* BEGIN *

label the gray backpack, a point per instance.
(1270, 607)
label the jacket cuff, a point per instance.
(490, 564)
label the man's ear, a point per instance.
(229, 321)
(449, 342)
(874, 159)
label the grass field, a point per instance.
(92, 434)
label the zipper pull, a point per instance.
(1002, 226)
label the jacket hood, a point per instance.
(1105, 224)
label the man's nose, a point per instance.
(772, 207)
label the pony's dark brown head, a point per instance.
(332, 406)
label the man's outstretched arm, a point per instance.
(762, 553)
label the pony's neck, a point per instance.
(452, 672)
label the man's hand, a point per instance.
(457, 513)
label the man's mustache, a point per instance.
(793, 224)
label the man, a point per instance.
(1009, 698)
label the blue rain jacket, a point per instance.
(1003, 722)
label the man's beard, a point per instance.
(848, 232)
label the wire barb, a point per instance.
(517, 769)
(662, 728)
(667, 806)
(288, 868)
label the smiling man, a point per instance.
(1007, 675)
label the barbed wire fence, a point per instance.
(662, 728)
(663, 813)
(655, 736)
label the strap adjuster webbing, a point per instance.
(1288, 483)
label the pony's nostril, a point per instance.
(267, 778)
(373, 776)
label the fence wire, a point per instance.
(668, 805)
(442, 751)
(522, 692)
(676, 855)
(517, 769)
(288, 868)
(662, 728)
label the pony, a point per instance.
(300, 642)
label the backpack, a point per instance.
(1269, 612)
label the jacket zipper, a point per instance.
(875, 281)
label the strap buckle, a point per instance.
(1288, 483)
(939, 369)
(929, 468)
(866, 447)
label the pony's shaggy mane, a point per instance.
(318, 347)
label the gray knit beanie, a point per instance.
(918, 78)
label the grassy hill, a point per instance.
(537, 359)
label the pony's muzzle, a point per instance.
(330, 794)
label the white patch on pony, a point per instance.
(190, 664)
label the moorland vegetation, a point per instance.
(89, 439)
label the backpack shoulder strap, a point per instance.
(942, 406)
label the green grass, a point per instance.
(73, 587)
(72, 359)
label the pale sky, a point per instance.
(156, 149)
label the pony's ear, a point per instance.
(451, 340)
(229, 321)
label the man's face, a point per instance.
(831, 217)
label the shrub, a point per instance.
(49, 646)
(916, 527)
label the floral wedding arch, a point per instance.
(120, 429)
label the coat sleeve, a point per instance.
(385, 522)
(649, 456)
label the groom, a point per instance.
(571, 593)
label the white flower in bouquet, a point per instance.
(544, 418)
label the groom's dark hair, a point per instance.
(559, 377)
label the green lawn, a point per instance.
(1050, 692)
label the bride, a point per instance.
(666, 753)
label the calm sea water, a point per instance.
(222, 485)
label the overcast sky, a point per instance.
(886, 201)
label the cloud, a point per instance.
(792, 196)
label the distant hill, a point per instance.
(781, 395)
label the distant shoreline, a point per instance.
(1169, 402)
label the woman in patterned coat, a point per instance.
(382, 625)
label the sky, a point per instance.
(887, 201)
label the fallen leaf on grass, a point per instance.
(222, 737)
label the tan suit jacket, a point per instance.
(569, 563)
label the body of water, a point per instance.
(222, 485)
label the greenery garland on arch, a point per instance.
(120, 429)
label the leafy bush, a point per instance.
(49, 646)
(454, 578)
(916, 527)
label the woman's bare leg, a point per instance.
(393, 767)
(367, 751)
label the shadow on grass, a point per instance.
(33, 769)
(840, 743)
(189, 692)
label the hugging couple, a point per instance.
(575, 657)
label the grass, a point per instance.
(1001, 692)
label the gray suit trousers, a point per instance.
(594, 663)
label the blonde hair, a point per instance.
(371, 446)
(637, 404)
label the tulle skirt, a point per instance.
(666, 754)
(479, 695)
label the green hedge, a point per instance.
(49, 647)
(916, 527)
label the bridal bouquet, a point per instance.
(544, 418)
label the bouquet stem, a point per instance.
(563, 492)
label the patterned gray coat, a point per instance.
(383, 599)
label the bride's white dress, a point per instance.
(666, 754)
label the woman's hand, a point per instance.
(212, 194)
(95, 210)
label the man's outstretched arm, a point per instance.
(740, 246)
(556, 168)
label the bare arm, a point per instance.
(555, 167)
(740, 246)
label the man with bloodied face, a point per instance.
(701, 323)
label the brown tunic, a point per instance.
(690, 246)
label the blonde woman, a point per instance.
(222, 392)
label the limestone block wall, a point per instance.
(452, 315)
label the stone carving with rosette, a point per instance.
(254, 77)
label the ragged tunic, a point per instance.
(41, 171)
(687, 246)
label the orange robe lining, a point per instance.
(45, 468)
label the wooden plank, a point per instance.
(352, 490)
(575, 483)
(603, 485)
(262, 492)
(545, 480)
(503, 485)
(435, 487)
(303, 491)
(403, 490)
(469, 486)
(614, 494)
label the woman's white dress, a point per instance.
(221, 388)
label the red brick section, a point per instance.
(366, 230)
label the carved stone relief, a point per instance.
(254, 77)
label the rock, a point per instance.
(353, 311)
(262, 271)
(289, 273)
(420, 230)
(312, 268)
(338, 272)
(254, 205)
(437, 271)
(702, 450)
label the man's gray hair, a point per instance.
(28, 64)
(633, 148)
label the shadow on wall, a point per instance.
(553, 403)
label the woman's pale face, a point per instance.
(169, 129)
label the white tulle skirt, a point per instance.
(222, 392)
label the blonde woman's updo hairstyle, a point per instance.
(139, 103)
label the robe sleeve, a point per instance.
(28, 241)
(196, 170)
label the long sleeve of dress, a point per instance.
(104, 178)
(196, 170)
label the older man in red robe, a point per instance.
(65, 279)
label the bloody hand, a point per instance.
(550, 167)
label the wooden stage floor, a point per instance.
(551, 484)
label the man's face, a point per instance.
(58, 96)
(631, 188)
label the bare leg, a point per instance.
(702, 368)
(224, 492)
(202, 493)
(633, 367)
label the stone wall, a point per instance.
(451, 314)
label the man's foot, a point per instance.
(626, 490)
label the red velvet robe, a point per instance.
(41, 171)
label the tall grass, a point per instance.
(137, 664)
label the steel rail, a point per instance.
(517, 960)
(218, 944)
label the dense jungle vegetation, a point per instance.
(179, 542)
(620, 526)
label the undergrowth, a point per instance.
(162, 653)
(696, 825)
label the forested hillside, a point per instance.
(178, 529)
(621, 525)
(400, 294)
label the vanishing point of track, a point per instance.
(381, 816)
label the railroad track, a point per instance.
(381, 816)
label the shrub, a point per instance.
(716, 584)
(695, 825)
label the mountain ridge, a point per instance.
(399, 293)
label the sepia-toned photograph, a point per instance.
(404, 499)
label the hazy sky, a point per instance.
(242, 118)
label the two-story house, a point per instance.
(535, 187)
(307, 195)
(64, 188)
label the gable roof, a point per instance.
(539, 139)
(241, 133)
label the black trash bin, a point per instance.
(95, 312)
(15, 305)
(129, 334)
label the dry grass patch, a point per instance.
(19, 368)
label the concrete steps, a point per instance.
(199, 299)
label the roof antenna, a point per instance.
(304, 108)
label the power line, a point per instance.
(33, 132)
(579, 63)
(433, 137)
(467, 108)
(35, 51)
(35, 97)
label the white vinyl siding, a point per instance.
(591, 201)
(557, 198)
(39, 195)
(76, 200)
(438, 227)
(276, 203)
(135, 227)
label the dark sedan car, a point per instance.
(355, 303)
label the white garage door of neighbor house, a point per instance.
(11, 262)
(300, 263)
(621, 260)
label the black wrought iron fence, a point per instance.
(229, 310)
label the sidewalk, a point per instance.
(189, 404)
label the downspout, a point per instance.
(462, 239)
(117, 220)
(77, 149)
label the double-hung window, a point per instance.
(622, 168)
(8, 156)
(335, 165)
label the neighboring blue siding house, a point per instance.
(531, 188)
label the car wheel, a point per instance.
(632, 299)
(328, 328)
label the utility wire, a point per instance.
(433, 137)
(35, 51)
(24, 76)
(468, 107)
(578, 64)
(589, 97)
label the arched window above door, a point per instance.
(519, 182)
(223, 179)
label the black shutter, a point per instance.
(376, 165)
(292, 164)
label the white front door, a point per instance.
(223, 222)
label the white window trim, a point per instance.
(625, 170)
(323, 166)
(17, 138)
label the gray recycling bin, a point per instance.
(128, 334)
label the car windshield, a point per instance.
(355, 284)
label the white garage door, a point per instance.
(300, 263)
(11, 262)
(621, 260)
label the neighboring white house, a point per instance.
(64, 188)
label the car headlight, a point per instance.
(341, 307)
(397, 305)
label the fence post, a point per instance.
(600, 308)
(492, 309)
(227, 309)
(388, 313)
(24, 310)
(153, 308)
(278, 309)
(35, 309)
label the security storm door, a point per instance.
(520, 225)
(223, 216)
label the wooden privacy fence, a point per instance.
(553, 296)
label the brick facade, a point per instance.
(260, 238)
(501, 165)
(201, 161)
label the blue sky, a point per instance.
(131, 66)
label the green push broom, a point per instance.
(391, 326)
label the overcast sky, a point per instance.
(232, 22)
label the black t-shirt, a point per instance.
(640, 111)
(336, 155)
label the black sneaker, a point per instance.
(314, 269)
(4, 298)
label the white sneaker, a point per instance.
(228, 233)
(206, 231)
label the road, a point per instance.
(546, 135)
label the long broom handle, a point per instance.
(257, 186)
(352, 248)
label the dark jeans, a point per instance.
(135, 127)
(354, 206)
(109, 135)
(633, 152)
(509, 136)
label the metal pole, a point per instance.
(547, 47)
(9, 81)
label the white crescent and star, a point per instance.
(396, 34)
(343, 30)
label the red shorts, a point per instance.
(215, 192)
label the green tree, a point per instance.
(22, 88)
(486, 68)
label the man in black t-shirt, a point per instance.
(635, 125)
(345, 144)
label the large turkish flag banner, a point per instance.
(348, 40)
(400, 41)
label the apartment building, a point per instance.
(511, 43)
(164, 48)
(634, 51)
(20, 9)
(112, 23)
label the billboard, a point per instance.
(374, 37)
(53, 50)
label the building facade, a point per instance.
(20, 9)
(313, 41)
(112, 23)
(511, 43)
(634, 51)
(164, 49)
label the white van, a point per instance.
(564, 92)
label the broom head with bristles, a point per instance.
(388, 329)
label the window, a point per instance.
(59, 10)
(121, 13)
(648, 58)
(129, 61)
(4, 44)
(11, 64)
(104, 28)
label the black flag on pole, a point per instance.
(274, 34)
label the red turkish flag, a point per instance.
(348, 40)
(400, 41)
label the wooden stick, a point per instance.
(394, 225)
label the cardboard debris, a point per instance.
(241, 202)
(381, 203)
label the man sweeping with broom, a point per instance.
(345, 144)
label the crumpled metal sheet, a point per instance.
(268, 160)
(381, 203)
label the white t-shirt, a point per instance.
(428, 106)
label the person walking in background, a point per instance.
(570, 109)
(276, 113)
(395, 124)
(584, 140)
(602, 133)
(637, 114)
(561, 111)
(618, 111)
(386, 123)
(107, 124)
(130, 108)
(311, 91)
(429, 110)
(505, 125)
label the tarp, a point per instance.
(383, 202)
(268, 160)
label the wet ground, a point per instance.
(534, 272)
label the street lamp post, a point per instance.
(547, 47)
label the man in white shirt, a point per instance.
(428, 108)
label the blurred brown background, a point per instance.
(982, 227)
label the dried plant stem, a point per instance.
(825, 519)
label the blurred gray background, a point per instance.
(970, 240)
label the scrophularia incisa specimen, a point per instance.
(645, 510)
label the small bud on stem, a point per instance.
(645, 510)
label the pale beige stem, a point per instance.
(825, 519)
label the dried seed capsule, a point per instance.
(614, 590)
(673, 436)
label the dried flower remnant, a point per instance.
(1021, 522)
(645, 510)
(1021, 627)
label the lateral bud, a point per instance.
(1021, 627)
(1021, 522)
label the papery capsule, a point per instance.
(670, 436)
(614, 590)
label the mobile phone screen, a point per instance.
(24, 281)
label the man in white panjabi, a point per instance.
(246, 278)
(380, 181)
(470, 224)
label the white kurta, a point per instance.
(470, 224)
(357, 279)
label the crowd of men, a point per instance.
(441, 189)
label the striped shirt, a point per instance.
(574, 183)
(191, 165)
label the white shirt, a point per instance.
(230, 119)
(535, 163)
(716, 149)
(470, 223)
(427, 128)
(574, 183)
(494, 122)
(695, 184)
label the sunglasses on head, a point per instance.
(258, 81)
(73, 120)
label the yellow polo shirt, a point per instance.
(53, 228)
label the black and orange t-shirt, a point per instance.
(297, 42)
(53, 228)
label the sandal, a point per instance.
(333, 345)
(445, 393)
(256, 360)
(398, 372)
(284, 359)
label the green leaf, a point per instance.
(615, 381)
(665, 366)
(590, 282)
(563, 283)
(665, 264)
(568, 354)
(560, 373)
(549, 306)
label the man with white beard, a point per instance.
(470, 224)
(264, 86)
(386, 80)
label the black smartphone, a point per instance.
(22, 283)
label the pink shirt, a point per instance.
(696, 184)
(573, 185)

* END *

*GIVEN INSTRUCTION*: Reproduce the lines of the entries above exactly, but only from the line containing "label the dried plant" through the final line.

*CORRECT ANSWER*:
label the dried plant stem, a point per instance.
(825, 519)
label the blurred gray background, a point per instance.
(970, 240)
label the scrophularia incisa specimen, a point per instance.
(645, 510)
label the small bud on stem, a point per instance.
(645, 510)
label the pale beige stem, a point per instance.
(825, 519)
label the dried seed capsule, a point per instance.
(614, 590)
(673, 436)
label the dried flower remnant, a point per instance.
(1021, 522)
(645, 510)
(1021, 627)
label the lateral bud, a point per instance.
(1021, 627)
(1021, 522)
label the papery capsule, a point per instance.
(670, 436)
(614, 590)
label the mobile phone screen, a point per instance.
(24, 281)
label the man in white panjabi, a point per instance.
(246, 278)
(380, 181)
(470, 224)
label the white kurta, a point per instance.
(470, 224)
(357, 279)
label the crowd of men, a point per instance.
(441, 189)
label the striped shirt, a point per instance.
(574, 183)
(191, 165)
label the white shirt, a point per instance.
(230, 119)
(535, 163)
(716, 149)
(470, 223)
(427, 128)
(574, 183)
(494, 122)
(695, 184)
label the sunglasses on head, a point per instance.
(258, 81)
(73, 120)
label the yellow polo shirt, a point per instance.
(53, 228)
label the black and orange t-shirt, a point per instance.
(297, 42)
(53, 228)
label the sandal, a point per instance.
(333, 345)
(445, 393)
(256, 360)
(398, 372)
(284, 359)
label the green leaf, a point per instance.
(615, 381)
(665, 366)
(590, 282)
(563, 283)
(665, 264)
(568, 354)
(560, 373)
(549, 306)
label the man with white beard, a point per instance.
(470, 224)
(264, 86)
(386, 80)
label the black smartphone, a point per instance.
(22, 283)
label the pink shirt, a point per instance.
(696, 184)
(573, 185)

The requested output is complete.